Task directions: Everything in the records below except the images should be output exactly as written.

Given records:
=====
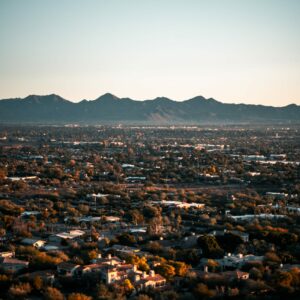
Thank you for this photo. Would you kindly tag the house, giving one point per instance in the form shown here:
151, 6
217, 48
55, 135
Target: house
67, 269
243, 235
8, 254
237, 261
47, 276
71, 235
13, 264
236, 275
125, 249
35, 242
149, 281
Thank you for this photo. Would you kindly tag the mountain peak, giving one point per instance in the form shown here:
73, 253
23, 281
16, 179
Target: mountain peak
162, 99
107, 97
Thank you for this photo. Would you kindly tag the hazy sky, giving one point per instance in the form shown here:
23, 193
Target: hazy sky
232, 50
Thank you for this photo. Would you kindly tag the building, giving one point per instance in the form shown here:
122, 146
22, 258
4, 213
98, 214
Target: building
37, 243
67, 269
13, 265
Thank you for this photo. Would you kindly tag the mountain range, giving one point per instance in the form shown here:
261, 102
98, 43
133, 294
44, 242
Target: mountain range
53, 109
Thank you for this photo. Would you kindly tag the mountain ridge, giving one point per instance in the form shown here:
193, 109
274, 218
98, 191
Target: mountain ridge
108, 108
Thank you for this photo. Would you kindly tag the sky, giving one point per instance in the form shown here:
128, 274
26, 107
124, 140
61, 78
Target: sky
236, 51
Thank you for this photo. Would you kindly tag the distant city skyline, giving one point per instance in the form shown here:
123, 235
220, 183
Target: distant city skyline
235, 51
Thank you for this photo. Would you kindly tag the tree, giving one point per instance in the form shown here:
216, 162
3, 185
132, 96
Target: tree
166, 270
19, 290
202, 291
128, 285
53, 294
209, 246
37, 283
126, 239
79, 296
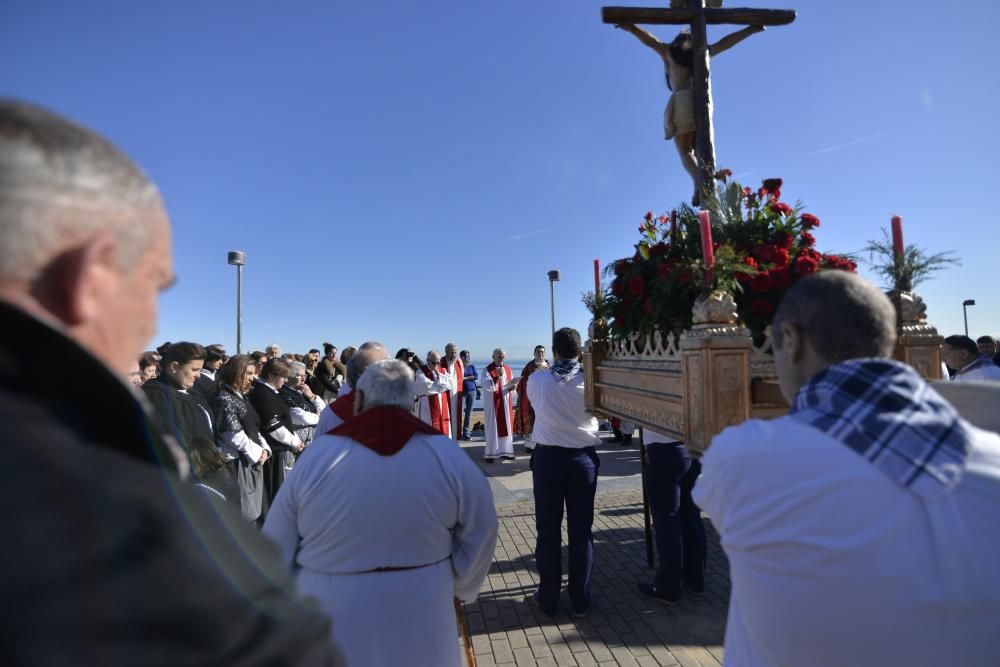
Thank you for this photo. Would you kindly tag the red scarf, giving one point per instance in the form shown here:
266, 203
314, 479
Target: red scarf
499, 380
343, 407
384, 429
440, 407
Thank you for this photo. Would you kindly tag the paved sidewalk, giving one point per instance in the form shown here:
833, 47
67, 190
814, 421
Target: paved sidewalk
623, 627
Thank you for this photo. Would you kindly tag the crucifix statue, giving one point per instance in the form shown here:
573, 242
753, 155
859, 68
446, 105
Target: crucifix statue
688, 116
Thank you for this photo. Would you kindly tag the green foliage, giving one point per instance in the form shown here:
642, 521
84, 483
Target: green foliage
912, 268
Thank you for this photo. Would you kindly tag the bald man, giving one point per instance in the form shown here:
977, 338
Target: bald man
113, 558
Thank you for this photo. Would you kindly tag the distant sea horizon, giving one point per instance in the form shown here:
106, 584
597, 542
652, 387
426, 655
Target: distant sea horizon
516, 367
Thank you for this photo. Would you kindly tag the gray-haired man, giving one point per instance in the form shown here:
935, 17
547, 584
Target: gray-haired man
113, 560
858, 527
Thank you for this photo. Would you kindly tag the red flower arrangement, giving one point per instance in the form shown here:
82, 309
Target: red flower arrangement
763, 246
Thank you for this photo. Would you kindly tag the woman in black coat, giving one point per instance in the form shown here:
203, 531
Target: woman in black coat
181, 413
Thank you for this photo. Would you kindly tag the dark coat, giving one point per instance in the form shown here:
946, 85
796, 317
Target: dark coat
109, 558
181, 414
205, 388
326, 373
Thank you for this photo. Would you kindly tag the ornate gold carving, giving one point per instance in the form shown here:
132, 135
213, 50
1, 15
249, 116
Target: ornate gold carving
717, 308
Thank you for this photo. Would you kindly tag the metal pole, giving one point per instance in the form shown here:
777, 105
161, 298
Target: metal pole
239, 309
552, 301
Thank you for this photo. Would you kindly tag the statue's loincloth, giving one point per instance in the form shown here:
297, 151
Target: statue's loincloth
678, 117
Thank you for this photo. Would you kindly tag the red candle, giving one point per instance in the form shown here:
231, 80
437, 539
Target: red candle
707, 251
897, 236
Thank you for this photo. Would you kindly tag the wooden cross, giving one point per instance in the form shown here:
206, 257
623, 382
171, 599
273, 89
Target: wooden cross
698, 16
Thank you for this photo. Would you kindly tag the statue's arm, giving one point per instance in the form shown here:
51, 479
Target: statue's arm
729, 41
645, 37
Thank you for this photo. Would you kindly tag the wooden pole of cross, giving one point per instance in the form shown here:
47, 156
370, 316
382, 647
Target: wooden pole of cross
698, 16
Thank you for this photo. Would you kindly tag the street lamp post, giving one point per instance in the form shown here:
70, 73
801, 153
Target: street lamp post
553, 278
238, 259
965, 313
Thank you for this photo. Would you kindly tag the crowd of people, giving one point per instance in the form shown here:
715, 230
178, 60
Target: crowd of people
271, 509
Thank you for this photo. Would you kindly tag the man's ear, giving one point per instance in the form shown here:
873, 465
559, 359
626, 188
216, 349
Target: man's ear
792, 343
76, 283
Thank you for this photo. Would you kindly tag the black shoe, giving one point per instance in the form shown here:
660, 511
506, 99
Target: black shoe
649, 590
533, 600
697, 591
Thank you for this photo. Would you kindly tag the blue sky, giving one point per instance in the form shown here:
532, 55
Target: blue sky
409, 171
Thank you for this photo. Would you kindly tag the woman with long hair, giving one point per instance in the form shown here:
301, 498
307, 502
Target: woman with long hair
237, 433
182, 413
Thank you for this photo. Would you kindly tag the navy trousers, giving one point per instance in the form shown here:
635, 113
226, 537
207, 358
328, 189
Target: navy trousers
564, 476
679, 532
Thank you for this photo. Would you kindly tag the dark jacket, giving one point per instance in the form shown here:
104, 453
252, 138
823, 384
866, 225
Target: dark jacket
206, 388
110, 559
327, 371
181, 414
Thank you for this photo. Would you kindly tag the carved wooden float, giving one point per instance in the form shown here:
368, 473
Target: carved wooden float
690, 387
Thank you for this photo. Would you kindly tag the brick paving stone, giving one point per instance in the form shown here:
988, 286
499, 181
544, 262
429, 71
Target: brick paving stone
622, 627
523, 657
501, 651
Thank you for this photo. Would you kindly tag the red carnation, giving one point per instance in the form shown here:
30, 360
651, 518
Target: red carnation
636, 285
782, 240
805, 265
761, 282
761, 307
809, 220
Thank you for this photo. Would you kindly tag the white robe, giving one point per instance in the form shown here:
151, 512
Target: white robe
345, 511
328, 419
496, 445
428, 390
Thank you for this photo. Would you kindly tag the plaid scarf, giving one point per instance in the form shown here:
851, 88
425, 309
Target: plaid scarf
884, 411
565, 369
980, 362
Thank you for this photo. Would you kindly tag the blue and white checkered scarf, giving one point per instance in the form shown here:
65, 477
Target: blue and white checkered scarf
884, 411
982, 361
565, 369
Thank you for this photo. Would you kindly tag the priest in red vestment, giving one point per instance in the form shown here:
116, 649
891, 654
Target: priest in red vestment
452, 365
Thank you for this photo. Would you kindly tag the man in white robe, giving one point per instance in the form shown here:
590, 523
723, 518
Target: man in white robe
384, 522
499, 390
453, 366
432, 387
337, 412
859, 527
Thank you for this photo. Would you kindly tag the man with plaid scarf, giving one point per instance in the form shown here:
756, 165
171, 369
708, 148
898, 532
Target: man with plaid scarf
860, 528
=====
Written reply:
Thank you for this photo. Would you kindly tag the house, giving one point per instance in the form shown here:
151, 6
217, 48
55, 135
Target: house
67, 269
243, 235
8, 254
237, 261
47, 276
71, 235
13, 264
236, 275
125, 249
35, 242
149, 281
Thank you for this photo. Would you kindly tag the mountain peak, giving one point per instance in the form shown here:
73, 253
23, 281
16, 179
Target: mountain peak
162, 99
107, 97
Thank you for this photo. Would you kindly tag the hazy sky, giving one point per instance in the form shown here:
23, 193
Target: hazy sky
232, 50
Thank you for this photo. Would you kindly tag the building, giving one point per instance in the form shown here:
122, 146
22, 258
4, 213
98, 214
Target: building
37, 243
67, 269
13, 265
Thank you for this photo. Would you kindly tag the mountain range, giving one point per instance in the form shown here:
261, 102
98, 43
133, 294
44, 242
Target: mountain range
53, 109
Thank you for this photo. Would you kindly tag the mountain ridge, giving one point per instance in the form shown here:
193, 109
274, 218
98, 191
Target: mountain ridge
108, 108
Thank you for this photo. Would you kindly tag the sky, giving one point per instance in the form shown here:
128, 274
26, 107
124, 140
61, 78
Target: sky
236, 51
Thank you for this photo. Would you kindly tag the distant city skyline, giving one point per instance in the form shown here:
123, 235
220, 183
Target: distant city skyline
235, 51
Thank you for this photo. Would you kindly tag the tree, giving one point per instance in the form shown here:
216, 162
3, 185
132, 96
Target: tree
166, 270
19, 290
202, 291
128, 285
53, 294
209, 246
37, 283
126, 239
79, 296
Thank you for this photo. Would you kindly tag the red scarf, giving one point per instance in the form shown here:
266, 203
314, 479
Target: red scarf
499, 380
343, 407
384, 429
440, 407
Thank you for this photo. Would you kindly tag the paved sidewalk, giving one point per instance in the form shown here:
833, 47
67, 190
814, 421
Target: paved sidewalk
623, 627
Thank you for this photo. Would you kindly tag the crucifix statue, giving one point per instance in the form shown here:
573, 242
753, 155
859, 68
446, 105
Target: crucifix statue
688, 116
Thank you for this photo. Would you kindly tag the green foliage, giving one point per instance in the form shown here:
642, 521
84, 483
Target: green foliage
912, 268
Thank you for this photo. Would you kindly tag the bald man, giving one point per instance in the form shown here:
977, 338
Target: bald man
113, 558
Thank you for this photo. Would you kindly tag the distant sea horizon, giving one point per instance in the form shown here:
106, 584
597, 542
652, 387
426, 655
Target: distant sea horizon
516, 367
Thank you for this photo. Would you kindly tag the gray-haired man, giving one point per instance in the form shown here:
935, 17
547, 584
Target: gray-haired man
113, 560
858, 527
Thank you for this photo. Would you kindly tag the red flower arrangement, giving one point per instance in the form shown here:
82, 309
Target: red flower arrangement
763, 246
Thank you for this photo. Would you kindly tag the woman in black coat, giving one point per instance in the form shown here:
203, 531
Target: woman in black coat
181, 413
Thank you for this photo. Would you kindly tag the dark coat, giving one point per instance in the form shown here:
946, 85
796, 317
Target: dark coat
109, 558
181, 414
205, 388
326, 373
Thank you for this photo. Would you kindly tag the ornate gold carving, giving one point per instance in the form shown here:
132, 135
213, 50
1, 15
249, 116
Target: ornate gold carving
717, 308
Thank you for this photo. Would you kindly tag the metal pole, giving one point per instance in the form shown here:
777, 105
161, 298
Target: metal pole
239, 309
552, 301
Thank you for this photo. Would you kindly tag the statue's loincloth, giving one point per instance in the form shown here:
297, 151
Target: statue's loincloth
678, 117
Thank you for this photo. Would you kindly tag the red candle, giving one point per instance in the form shown here:
231, 80
437, 539
Target: red candle
707, 251
897, 236
Thank you for this photo. Would you kindly tag the wooden cross, giving one point per instance in the form shown here:
206, 257
623, 382
171, 599
273, 89
Target: wooden cross
698, 16
Thank you for this photo. Would you kindly tag the statue's arm, giving one point per instance in the form shown here:
51, 479
Target: statue's arm
729, 41
645, 37
Thank you for this photo. Would you kindly tag the wooden pole of cross, giving one point per instance in the form shown here:
47, 156
370, 316
382, 647
Target: wooden pole of cross
698, 16
Thank you for this photo. Would you kindly tag the street lamp post, giving one point per instance in the form shown here:
70, 73
801, 153
Target: street lamp post
553, 278
238, 259
965, 313
Thank you for this photo. Would you kindly tag the crowd of people, giving one point per instance in the form shown here:
715, 230
178, 60
Target: crowd of people
271, 509
Thank you for this photo. Would you kindly tag the man's ear, giving one point per instance in the form shown here:
873, 465
559, 359
626, 188
216, 349
Target: man's ear
792, 343
76, 283
Thank you for this photo. Would you kindly tag the black shoe, giving one point per instance in the form shown here:
660, 511
506, 99
Target: black shoe
649, 590
533, 600
697, 591
Thank you for this photo. Would you kindly tag the blue sky, giving one point per instance in the form shown here:
532, 55
Target: blue sky
409, 171
Thank you for this photo. Would you kindly tag the woman with long hair, giving one point per instance in the form shown here:
301, 498
307, 502
Target: woman with long hair
237, 433
182, 413
Thank you for this photo. Would you kindly tag the navy trousers, giving one point per instance in the form shown here:
635, 113
226, 537
207, 358
328, 189
Target: navy trousers
564, 476
679, 532
Thank you for this photo. Would you kindly tag the dark jacket, giving one point per instance in the form shown here:
104, 453
252, 138
823, 384
866, 225
Target: dark jacket
206, 388
110, 559
327, 371
181, 414
Thank you for this photo. Would you kindly tag the carved wooden float, giving one point per instance in the form shown here:
368, 473
Target: carved wooden float
690, 387
Thank you for this photo. Would you kindly tag the brick paving stone, giving one point per instance in the form shown here:
988, 286
499, 181
544, 262
429, 71
Target: brick paving stone
622, 627
523, 657
501, 651
Thank you for this photo. Would you kindly tag the red carnation, giving one point per instance in the form shown here:
30, 360
651, 518
Target: red carnation
636, 285
782, 240
805, 265
761, 282
761, 307
809, 220
Thank you for this photo. Would you kindly tag the white robe, giving one point per instance in the form shown here:
151, 512
Target: white robe
345, 511
328, 419
496, 445
428, 390
Thank you for this photo. Would you kindly tag the plaid scarf, giving one point per instance in the form shown here:
851, 88
425, 309
Target: plaid scarf
884, 411
565, 369
980, 362
Thank you for this photo. Would you kindly tag the blue and white checkered scarf, giving one point per instance in the form shown here:
65, 477
Target: blue and white checkered scarf
884, 411
982, 361
565, 369
Thank you for this photo. Would you kindly tag the priest in red vestment, giving one point per instance in the form shown here:
116, 649
891, 654
Target: priest in red vestment
452, 365
Thank you for this photo. Would you kindly tag the man in white robe, giving one point per instance in the form shown here:
590, 523
723, 518
Target: man in white robe
384, 522
499, 390
453, 366
432, 387
337, 412
859, 527
Thank you for this photo. Would you kindly tag the man with plaid scarf, giving one point per instance in the form shown here:
756, 165
171, 369
708, 148
898, 532
Target: man with plaid scarf
860, 528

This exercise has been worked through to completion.